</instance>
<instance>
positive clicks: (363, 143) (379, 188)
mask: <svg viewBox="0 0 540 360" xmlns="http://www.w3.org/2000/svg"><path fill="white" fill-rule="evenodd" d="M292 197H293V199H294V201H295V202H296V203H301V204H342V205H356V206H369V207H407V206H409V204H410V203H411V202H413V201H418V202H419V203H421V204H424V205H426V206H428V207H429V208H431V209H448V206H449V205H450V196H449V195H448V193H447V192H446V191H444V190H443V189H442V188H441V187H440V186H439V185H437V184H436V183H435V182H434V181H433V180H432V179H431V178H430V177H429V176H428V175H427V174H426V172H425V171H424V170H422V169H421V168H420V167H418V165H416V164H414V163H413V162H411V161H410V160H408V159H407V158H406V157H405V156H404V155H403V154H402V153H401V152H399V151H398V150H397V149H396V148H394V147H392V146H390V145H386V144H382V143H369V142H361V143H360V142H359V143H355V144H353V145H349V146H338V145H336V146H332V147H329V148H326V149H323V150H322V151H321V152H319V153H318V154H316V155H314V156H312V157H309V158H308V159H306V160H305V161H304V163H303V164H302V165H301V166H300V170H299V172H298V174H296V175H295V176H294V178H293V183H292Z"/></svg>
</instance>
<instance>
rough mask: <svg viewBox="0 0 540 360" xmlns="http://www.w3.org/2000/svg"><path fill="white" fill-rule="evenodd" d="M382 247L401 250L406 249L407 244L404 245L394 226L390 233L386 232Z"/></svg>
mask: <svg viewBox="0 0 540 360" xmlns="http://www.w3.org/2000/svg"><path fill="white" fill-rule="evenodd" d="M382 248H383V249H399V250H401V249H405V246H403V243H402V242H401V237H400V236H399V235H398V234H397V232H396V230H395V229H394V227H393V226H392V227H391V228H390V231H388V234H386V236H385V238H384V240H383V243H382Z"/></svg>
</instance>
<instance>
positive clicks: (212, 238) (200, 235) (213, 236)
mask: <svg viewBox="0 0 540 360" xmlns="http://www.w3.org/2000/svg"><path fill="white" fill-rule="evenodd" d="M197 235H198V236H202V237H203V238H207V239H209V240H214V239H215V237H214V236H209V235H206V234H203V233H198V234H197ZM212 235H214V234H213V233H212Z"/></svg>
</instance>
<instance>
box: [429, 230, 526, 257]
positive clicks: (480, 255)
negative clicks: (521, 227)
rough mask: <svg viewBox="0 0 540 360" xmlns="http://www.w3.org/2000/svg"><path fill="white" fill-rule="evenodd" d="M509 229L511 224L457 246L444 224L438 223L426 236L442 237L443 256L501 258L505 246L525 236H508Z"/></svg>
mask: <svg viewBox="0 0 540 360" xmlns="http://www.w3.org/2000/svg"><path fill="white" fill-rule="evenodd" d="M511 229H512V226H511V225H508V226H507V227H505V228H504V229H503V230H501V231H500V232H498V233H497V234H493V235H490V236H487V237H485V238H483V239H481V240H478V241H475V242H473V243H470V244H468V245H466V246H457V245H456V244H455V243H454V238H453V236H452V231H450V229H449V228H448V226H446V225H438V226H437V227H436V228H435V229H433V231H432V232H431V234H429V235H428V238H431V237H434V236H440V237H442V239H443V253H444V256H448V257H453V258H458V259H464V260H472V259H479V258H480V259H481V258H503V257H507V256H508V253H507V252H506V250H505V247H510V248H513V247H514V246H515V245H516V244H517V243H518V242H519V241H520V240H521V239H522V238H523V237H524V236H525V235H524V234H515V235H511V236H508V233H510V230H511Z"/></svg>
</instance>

> [Work request]
The data above should be copied out with complete accuracy.

> [Expected output]
</instance>
<instance>
positive clicks: (363, 143) (379, 188)
mask: <svg viewBox="0 0 540 360" xmlns="http://www.w3.org/2000/svg"><path fill="white" fill-rule="evenodd" d="M292 197H293V199H294V201H295V202H296V203H301V204H342V205H356V206H369V207H407V206H409V204H410V203H411V202H413V201H418V202H419V203H421V204H424V205H426V206H428V207H429V208H431V209H448V206H449V205H450V196H449V195H448V193H447V192H446V191H444V190H443V189H442V188H441V187H440V186H439V185H437V184H436V183H435V182H434V181H433V180H432V179H431V178H430V177H429V176H428V175H427V174H426V172H425V171H424V170H422V169H421V168H420V167H418V165H416V164H414V163H413V162H411V161H410V160H408V159H407V158H406V157H405V156H404V155H403V154H402V153H401V152H399V151H398V150H397V149H396V148H394V147H392V146H390V145H386V144H382V143H369V142H361V143H360V142H359V143H355V144H353V145H349V146H338V145H336V146H332V147H329V148H326V149H323V150H322V151H321V152H319V153H318V154H316V155H314V156H312V157H309V158H308V159H306V160H305V161H304V163H303V164H302V165H301V166H300V170H299V172H298V174H296V175H295V176H294V178H293V183H292Z"/></svg>
</instance>
<instance>
rough mask: <svg viewBox="0 0 540 360" xmlns="http://www.w3.org/2000/svg"><path fill="white" fill-rule="evenodd" d="M382 247L401 250L406 249L407 244L404 245L394 226L390 233L386 232Z"/></svg>
mask: <svg viewBox="0 0 540 360" xmlns="http://www.w3.org/2000/svg"><path fill="white" fill-rule="evenodd" d="M382 248H383V249H399V250H401V249H405V246H403V243H402V242H401V237H400V236H399V235H398V234H397V232H396V230H395V229H394V227H393V226H392V227H391V228H390V231H388V234H386V236H385V238H384V240H383V243H382Z"/></svg>
</instance>
<instance>
positive clicks: (212, 238) (200, 235) (213, 236)
mask: <svg viewBox="0 0 540 360" xmlns="http://www.w3.org/2000/svg"><path fill="white" fill-rule="evenodd" d="M197 235H198V236H202V237H203V238H207V239H209V240H214V239H215V237H214V236H209V235H206V234H203V233H198V234H197ZM212 235H214V234H213V233H212Z"/></svg>
</instance>
<instance>
box: [429, 230, 526, 257]
positive clicks: (480, 255)
negative clicks: (521, 227)
rough mask: <svg viewBox="0 0 540 360" xmlns="http://www.w3.org/2000/svg"><path fill="white" fill-rule="evenodd" d="M509 229L511 224L457 246L444 224L438 223L426 236L442 237L443 256L501 258L505 246L525 236H508Z"/></svg>
mask: <svg viewBox="0 0 540 360" xmlns="http://www.w3.org/2000/svg"><path fill="white" fill-rule="evenodd" d="M511 229H512V226H511V225H508V226H507V227H505V228H504V229H503V230H501V231H500V232H498V233H497V234H493V235H490V236H487V237H485V238H483V239H481V240H478V241H475V242H473V243H470V244H468V245H466V246H457V245H456V244H455V243H454V238H453V236H452V231H450V229H449V228H448V226H446V225H438V226H437V227H436V228H435V229H433V231H432V232H431V234H429V235H428V238H431V237H434V236H440V237H442V239H443V253H444V256H448V257H453V258H458V259H464V260H472V259H479V258H480V259H481V258H503V257H507V256H508V253H507V252H506V250H505V247H510V248H513V247H514V246H515V245H516V244H517V243H518V242H519V241H520V240H521V239H522V238H523V237H524V236H525V235H524V234H515V235H511V236H508V233H510V230H511Z"/></svg>
</instance>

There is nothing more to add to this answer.